→ **GIVEN INSTRUCTION**: Count how many lines of the items below contain the string "cubicle". State only that number.

(Records from a collection)
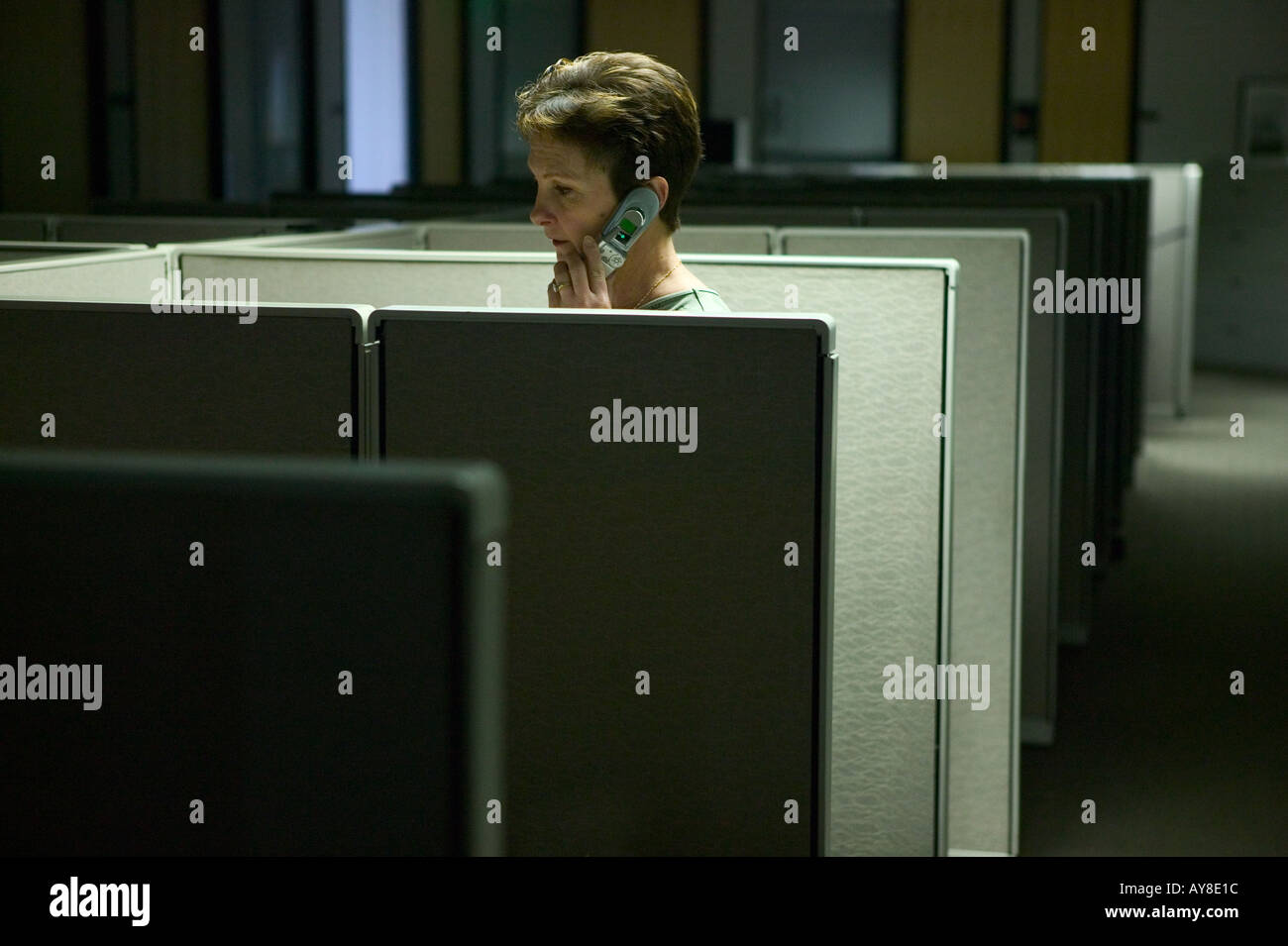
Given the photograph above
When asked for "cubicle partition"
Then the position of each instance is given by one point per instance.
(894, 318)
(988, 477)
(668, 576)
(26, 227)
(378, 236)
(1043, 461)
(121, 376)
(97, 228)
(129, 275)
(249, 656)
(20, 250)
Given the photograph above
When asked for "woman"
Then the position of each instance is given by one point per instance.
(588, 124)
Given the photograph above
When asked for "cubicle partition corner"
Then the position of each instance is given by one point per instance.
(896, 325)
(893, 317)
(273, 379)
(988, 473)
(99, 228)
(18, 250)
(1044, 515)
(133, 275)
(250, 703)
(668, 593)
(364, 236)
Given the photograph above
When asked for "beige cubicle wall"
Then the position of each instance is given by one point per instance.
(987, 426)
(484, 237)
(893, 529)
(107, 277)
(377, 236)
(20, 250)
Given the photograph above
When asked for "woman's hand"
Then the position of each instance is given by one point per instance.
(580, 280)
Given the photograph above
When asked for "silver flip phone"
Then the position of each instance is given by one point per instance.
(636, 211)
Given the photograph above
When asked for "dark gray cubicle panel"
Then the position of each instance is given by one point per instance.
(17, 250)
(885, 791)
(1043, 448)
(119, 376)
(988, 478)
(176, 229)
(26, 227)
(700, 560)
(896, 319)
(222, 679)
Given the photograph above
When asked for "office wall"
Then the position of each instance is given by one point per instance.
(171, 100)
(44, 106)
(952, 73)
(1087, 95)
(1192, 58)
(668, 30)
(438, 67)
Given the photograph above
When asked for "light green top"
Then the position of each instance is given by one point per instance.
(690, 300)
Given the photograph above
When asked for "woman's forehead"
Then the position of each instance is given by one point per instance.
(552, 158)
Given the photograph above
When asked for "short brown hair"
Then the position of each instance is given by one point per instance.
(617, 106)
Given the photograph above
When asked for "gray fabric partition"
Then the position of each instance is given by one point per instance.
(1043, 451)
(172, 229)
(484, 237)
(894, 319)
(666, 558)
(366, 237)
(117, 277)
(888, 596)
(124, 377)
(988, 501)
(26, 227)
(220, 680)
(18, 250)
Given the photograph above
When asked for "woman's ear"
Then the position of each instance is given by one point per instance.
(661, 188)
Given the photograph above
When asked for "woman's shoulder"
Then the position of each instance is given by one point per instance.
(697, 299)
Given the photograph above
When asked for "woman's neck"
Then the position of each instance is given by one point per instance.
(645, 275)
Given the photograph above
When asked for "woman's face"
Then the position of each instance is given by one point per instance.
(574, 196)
==
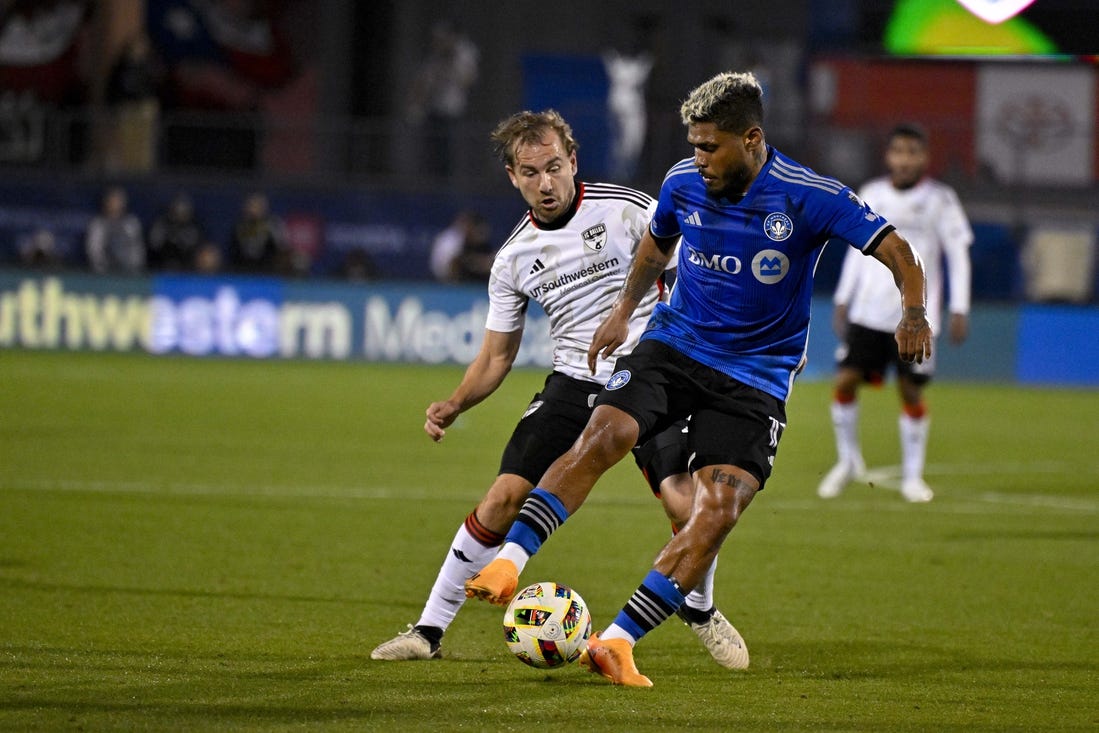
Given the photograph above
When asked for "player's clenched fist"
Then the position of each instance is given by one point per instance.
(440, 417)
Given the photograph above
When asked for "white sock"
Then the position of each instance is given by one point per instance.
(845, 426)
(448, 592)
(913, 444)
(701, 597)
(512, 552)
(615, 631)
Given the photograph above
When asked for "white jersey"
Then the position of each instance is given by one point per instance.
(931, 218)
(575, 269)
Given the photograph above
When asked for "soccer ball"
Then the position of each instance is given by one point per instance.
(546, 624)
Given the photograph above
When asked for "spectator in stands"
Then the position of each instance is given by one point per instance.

→ **REPLY**: 4